╔══
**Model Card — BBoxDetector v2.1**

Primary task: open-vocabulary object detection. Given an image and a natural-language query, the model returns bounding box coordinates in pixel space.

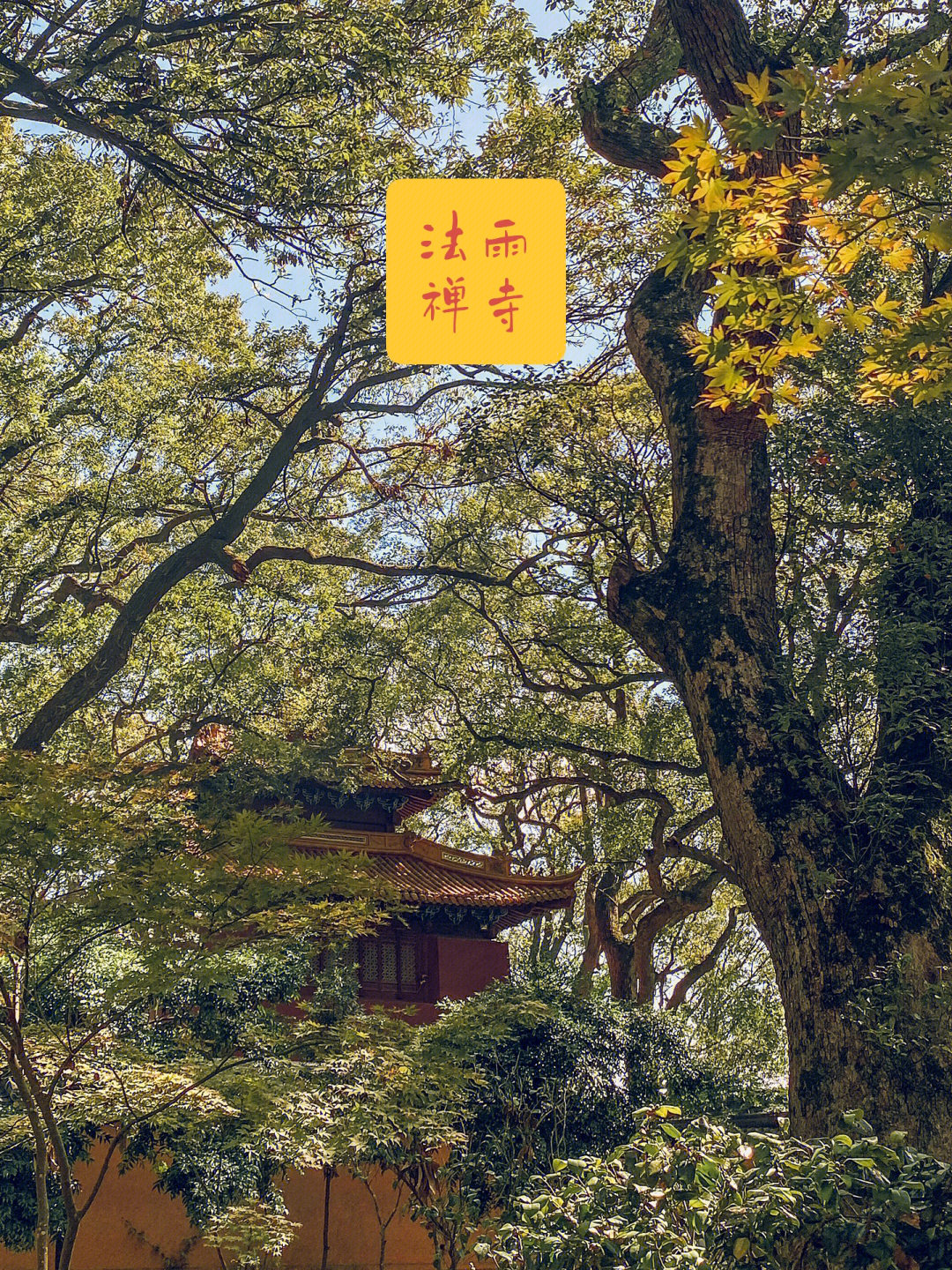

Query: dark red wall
[436,935,509,1001]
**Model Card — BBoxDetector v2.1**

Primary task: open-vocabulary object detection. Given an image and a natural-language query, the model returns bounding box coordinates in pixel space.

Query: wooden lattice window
[357,931,428,1001]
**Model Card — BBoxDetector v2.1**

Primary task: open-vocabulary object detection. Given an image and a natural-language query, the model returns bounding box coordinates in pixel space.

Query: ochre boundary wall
[0,1164,433,1270]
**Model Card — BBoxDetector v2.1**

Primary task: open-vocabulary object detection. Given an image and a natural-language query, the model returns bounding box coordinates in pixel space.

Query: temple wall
[436,935,509,1001]
[0,1164,433,1270]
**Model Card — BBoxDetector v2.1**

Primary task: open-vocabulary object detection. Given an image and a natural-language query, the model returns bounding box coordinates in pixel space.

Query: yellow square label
[387,179,565,366]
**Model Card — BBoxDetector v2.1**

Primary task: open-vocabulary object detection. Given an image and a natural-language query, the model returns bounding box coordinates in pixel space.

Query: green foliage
[317,983,742,1265]
[495,1106,952,1270]
[0,754,383,1264]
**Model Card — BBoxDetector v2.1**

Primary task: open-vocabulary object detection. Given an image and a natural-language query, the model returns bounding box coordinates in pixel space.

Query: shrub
[492,1106,952,1270]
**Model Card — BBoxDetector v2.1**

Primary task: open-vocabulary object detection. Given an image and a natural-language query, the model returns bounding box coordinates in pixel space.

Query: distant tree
[0,756,386,1270]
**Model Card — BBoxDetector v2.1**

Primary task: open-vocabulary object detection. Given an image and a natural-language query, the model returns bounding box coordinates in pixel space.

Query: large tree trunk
[579,0,952,1152]
[609,263,952,1151]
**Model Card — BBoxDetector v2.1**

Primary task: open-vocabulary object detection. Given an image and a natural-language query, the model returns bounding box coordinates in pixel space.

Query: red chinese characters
[420,211,527,334]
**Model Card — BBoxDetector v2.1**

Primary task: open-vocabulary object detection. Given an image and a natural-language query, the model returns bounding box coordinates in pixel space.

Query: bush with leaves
[492,1106,952,1270]
[321,983,742,1270]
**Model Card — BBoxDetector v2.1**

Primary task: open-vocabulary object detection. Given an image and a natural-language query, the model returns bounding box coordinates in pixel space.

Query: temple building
[0,751,577,1270]
[297,751,577,1022]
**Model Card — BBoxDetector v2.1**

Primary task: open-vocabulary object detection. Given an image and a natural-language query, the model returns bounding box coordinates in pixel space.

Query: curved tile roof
[297,829,582,921]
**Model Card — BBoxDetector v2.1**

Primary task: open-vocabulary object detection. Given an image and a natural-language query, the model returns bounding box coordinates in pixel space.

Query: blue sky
[216,0,584,326]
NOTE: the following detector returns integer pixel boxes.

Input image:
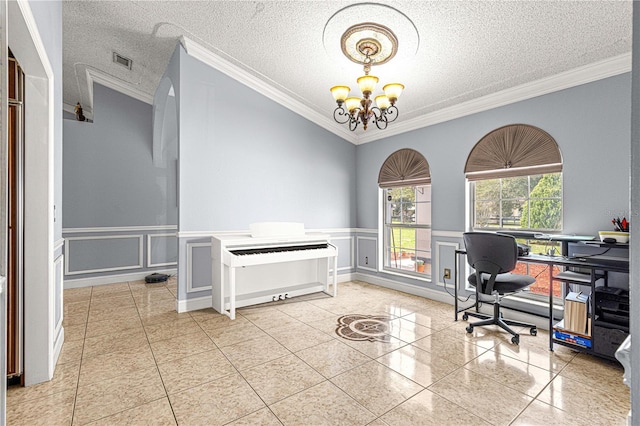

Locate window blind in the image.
[378,148,431,188]
[464,124,562,180]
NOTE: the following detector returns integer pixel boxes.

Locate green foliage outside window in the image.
[474,173,562,230]
[520,173,562,229]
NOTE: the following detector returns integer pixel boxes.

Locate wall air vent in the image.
[113,52,133,69]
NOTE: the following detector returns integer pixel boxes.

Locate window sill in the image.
[380,268,431,283]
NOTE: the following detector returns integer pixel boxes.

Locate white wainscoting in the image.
[64,234,144,276]
[356,235,379,272]
[147,232,178,268]
[329,236,355,272]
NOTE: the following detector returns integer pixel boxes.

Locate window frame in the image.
[467,172,564,233]
[464,172,564,308]
[379,183,433,282]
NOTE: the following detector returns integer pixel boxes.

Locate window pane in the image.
[500,199,527,228]
[530,173,562,198]
[474,200,500,228]
[472,173,562,231]
[383,185,431,276]
[502,176,529,199]
[525,200,562,230]
[475,179,500,201]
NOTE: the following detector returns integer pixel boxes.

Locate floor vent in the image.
[113,52,133,69]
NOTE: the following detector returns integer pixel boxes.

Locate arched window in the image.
[378,149,431,278]
[464,124,562,231]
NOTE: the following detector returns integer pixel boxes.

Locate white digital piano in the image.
[211,222,338,319]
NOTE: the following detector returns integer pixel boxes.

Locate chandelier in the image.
[330,23,404,131]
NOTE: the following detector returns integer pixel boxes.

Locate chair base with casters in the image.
[462,295,538,345]
[462,232,538,345]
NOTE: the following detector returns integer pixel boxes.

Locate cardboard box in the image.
[564,291,589,334]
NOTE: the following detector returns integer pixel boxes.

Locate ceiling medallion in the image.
[340,22,398,65]
[331,22,404,131]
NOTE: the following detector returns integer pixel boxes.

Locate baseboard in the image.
[338,272,357,283]
[176,296,213,314]
[64,268,178,289]
[51,326,64,372]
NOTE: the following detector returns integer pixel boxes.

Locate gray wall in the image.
[63,84,177,229]
[178,46,356,232]
[356,74,631,235]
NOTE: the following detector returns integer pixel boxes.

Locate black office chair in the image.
[462,232,538,345]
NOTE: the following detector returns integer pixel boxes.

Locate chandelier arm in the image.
[333,106,351,124]
[371,107,389,130]
[349,114,360,132]
[385,105,398,123]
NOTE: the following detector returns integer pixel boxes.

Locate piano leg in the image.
[223,268,236,319]
[327,256,338,297]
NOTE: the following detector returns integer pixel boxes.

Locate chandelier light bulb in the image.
[330,86,351,105]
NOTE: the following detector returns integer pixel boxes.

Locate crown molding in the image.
[86,68,153,112]
[180,36,357,144]
[62,102,93,121]
[356,53,631,145]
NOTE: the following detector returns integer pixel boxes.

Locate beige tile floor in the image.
[7,280,630,426]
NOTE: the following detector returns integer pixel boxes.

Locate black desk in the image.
[454,250,629,358]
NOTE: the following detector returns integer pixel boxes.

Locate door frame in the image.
[5,0,57,386]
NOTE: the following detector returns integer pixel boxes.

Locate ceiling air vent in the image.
[113,52,133,69]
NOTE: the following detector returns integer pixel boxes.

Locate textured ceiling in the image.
[62,1,632,143]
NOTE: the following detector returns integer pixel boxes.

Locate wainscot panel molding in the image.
[147,232,178,268]
[62,225,178,234]
[177,228,362,239]
[356,235,378,272]
[64,235,144,276]
[64,269,178,289]
[329,236,355,272]
[356,228,378,234]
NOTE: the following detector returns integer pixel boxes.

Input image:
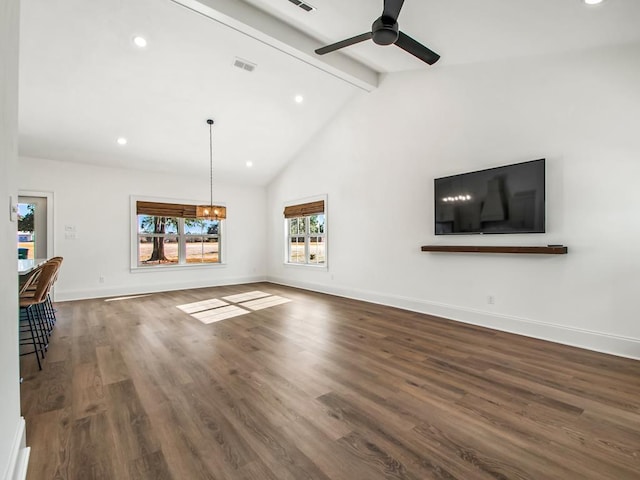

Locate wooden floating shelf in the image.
[422,245,568,255]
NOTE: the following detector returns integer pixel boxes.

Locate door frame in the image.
[18,190,55,258]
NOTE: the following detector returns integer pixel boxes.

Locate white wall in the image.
[0,0,28,480]
[268,45,640,358]
[18,158,266,300]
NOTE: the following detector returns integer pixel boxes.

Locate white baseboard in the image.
[55,275,266,302]
[4,417,31,480]
[267,277,640,360]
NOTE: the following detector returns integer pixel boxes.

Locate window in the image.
[132,201,226,268]
[284,200,327,266]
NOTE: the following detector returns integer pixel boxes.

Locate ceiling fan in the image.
[316,0,440,65]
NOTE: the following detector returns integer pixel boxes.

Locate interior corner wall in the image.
[0,0,24,479]
[18,157,266,300]
[268,44,640,358]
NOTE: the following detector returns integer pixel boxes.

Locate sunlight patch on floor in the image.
[176,290,291,324]
[105,293,152,302]
[222,290,271,303]
[191,305,251,323]
[240,295,291,310]
[178,298,229,313]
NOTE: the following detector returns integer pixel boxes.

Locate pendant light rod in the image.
[207,118,213,208]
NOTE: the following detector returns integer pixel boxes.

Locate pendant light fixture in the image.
[196,118,227,220]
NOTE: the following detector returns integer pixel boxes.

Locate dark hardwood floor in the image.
[21,283,640,480]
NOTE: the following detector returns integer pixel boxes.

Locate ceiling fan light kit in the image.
[315,0,440,65]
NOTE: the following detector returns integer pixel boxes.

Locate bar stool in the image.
[19,262,60,370]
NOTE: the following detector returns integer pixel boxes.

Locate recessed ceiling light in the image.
[133,35,147,48]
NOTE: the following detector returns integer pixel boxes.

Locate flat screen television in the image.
[434,158,545,235]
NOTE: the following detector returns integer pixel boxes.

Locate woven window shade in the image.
[136,202,196,218]
[284,200,324,218]
[194,205,227,220]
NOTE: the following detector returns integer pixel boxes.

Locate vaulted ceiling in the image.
[19,0,640,185]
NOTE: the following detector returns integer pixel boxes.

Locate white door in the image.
[18,195,48,258]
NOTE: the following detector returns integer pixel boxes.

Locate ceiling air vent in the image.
[233,57,256,72]
[289,0,316,12]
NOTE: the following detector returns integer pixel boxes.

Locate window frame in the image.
[130,195,227,272]
[283,195,329,270]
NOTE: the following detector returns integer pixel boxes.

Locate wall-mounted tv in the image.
[434,158,545,235]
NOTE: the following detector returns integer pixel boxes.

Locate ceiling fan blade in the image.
[382,0,404,22]
[396,32,440,65]
[316,32,373,55]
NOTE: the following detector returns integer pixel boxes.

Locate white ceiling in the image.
[19,0,640,185]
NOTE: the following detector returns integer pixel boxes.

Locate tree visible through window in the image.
[286,214,327,265]
[138,215,222,266]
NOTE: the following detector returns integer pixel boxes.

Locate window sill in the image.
[284,262,329,270]
[129,263,227,273]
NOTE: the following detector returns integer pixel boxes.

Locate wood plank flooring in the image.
[21,283,640,480]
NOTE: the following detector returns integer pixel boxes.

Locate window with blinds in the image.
[284,200,327,266]
[135,201,226,268]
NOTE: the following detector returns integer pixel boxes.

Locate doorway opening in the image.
[17,192,53,260]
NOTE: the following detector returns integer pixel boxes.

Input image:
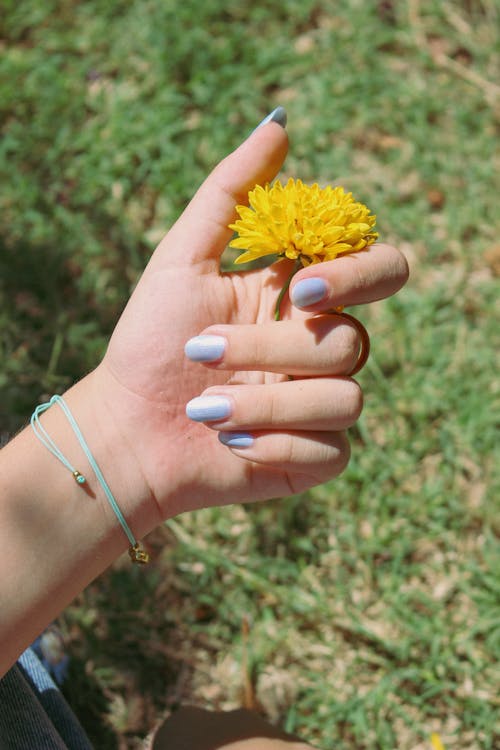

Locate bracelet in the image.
╚══
GIVEN REQUEST → Add 47 to each bounding box coordinate in the answers, and write out again every line from the start of the entries up to and including the line that contains "[357,931,428,1001]", with the requests included. Leave the pictures out of your answer.

WORKED SOLUTION →
**Model Card — BBoxDetector v2.1**

Primary task: open-vocabulary object detection. Given an image and a natural-language query, the model returns bounding box coordinates in pixel space.


Query: dark red wall
[483,982,556,1048]
**Model Card — BBoxDetector v2.1**

Primary task: open-vocabulary object detection. Given an image and a natural-language query, the model returns bounding box coordinates in pixel space.

Query: wooden lattice window
[404,978,475,1048]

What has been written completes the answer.